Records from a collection
━━━━

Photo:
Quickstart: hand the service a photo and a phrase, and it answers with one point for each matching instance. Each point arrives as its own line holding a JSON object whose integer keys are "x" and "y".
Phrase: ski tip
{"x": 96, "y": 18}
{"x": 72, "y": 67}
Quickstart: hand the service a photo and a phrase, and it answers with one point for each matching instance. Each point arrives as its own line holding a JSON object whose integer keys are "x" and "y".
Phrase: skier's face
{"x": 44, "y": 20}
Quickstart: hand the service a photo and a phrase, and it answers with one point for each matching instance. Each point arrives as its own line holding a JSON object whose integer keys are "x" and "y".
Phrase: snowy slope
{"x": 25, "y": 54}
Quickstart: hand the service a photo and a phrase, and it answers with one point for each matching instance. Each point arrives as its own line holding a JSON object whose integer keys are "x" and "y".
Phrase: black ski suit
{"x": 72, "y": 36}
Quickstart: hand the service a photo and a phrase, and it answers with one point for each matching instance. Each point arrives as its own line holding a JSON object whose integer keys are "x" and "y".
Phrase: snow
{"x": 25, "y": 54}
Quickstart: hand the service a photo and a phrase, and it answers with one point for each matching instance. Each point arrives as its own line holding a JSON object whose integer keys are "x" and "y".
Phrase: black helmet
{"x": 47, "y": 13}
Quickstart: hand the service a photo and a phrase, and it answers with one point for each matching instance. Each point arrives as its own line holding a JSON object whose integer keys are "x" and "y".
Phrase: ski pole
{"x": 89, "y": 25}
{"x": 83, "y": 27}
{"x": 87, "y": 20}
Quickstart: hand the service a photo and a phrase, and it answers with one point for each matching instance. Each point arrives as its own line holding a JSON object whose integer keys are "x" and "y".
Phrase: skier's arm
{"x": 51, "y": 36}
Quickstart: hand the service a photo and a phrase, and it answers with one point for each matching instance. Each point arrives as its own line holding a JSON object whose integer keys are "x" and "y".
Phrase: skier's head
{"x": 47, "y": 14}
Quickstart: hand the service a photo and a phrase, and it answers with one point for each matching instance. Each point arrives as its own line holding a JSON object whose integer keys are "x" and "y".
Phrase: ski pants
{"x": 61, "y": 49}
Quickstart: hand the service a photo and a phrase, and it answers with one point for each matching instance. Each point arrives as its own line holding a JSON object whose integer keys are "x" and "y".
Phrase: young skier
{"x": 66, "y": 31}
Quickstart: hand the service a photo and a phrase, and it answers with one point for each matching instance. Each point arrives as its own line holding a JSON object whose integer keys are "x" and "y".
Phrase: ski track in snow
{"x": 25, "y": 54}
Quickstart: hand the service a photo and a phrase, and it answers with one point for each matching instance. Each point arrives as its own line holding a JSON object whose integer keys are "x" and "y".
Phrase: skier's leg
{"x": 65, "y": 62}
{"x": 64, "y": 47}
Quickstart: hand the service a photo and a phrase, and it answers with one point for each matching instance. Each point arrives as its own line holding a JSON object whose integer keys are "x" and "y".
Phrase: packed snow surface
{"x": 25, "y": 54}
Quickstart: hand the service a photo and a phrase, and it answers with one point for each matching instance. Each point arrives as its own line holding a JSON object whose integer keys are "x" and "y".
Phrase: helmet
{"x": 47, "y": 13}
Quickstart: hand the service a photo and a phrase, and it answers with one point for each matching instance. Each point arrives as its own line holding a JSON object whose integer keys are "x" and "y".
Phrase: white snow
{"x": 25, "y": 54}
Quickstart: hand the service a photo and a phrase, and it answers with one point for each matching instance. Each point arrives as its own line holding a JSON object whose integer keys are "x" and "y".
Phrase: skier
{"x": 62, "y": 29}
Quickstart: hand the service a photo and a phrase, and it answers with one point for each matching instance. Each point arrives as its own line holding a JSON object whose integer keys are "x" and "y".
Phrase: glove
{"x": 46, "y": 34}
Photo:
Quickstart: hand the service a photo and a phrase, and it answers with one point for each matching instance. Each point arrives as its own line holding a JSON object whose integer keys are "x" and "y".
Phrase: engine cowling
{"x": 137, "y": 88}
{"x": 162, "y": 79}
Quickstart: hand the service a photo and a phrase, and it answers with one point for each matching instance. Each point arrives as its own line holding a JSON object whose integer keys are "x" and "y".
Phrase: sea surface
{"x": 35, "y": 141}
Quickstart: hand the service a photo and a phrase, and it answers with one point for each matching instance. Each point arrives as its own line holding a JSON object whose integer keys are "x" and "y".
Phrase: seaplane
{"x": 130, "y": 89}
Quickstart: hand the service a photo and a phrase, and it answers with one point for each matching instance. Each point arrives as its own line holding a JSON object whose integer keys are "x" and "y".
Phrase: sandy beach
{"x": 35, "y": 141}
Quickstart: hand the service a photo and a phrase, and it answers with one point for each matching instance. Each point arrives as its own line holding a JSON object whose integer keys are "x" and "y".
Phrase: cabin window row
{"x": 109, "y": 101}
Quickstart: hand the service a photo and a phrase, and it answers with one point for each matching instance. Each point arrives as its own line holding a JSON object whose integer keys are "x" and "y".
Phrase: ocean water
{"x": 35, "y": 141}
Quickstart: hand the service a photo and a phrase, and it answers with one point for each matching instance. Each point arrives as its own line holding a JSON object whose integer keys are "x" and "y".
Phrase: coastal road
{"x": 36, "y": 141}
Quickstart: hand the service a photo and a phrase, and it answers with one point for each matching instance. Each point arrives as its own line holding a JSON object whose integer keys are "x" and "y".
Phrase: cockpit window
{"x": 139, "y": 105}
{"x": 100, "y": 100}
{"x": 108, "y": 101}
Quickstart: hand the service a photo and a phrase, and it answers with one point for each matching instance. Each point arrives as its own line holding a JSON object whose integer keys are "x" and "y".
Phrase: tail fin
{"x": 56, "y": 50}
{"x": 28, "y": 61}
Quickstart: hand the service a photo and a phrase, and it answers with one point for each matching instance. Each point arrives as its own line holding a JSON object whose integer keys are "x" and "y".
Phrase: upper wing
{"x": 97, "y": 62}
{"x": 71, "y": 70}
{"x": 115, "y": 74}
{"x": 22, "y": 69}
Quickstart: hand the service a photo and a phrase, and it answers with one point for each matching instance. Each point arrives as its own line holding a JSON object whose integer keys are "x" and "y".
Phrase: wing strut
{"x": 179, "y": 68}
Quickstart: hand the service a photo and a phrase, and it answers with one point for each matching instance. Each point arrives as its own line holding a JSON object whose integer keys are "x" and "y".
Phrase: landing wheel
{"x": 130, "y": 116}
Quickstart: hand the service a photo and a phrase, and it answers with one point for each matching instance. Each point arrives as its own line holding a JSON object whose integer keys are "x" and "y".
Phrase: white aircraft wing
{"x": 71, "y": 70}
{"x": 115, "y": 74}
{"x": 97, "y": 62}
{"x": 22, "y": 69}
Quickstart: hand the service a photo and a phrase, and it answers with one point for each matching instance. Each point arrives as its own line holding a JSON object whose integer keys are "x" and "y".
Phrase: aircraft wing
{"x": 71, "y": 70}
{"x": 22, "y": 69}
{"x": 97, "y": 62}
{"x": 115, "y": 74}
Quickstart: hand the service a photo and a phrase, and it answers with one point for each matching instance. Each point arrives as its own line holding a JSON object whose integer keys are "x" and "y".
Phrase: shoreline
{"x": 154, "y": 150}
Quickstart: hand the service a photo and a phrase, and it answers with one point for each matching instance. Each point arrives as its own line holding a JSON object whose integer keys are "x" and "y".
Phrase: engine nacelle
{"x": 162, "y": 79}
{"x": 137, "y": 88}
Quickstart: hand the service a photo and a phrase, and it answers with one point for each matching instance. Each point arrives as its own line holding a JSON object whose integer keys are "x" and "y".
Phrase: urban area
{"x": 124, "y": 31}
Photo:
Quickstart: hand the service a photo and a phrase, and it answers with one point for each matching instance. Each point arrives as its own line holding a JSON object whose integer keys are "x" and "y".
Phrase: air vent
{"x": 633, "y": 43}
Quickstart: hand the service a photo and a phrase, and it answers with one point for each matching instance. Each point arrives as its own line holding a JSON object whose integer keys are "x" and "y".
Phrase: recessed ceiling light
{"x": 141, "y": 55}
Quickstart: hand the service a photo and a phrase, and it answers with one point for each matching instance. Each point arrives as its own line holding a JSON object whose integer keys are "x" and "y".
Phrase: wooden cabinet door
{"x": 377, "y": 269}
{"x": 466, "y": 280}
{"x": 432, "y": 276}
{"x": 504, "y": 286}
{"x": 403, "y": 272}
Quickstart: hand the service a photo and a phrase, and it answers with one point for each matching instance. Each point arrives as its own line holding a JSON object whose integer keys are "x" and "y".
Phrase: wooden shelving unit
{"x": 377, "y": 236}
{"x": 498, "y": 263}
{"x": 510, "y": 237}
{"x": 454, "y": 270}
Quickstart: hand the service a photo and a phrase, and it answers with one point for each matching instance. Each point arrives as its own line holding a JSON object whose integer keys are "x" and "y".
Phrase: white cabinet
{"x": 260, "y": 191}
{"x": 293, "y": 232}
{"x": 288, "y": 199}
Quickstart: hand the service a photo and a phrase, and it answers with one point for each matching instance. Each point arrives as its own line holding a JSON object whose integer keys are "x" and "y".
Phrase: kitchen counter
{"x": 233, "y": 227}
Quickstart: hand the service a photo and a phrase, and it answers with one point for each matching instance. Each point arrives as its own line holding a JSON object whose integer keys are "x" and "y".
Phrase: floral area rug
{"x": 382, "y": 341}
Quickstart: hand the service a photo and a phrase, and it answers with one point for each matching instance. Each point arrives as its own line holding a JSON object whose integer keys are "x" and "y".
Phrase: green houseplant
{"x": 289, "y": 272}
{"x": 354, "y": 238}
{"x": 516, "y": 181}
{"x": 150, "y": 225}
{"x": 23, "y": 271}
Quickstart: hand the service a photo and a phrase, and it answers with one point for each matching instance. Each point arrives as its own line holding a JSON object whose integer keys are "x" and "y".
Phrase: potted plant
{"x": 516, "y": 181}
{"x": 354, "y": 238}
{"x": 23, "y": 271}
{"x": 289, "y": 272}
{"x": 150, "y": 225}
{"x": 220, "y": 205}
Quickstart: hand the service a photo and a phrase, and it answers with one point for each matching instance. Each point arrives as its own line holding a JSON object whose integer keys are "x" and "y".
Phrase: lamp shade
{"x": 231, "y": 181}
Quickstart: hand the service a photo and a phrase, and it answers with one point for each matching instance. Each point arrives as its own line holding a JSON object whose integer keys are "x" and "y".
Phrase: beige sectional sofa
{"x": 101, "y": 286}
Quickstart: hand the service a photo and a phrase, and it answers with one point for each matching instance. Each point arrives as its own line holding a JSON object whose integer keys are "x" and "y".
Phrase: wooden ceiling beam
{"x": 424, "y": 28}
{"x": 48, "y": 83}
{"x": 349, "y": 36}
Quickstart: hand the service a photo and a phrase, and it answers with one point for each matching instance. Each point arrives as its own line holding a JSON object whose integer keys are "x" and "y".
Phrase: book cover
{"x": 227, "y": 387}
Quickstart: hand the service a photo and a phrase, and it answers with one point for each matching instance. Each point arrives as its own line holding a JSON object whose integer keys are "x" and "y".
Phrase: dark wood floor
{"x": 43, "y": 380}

━━━━

■ Problem requirements:
Here the answer is the exact run of lines above, from the line with "Phrase: wooden ceiling beam" down to the last, and nothing else.

■ Response to the task:
Phrase: wooden ceiling beam
{"x": 424, "y": 28}
{"x": 48, "y": 83}
{"x": 349, "y": 36}
Quickstart: hand the service a photo and a phrase, and it answers with one point for each matching instance. Each point arrives as its own line holding a JSON object whose integer keys are "x" and "y".
Phrase: book cover
{"x": 227, "y": 387}
Quickstart: hand the service a photo and a phrase, and it answers with one point for each matching instance. Each point arrives as its own line holding a JSON object whose integer keys are "x" and "y".
Phrase: dark wood floor
{"x": 43, "y": 380}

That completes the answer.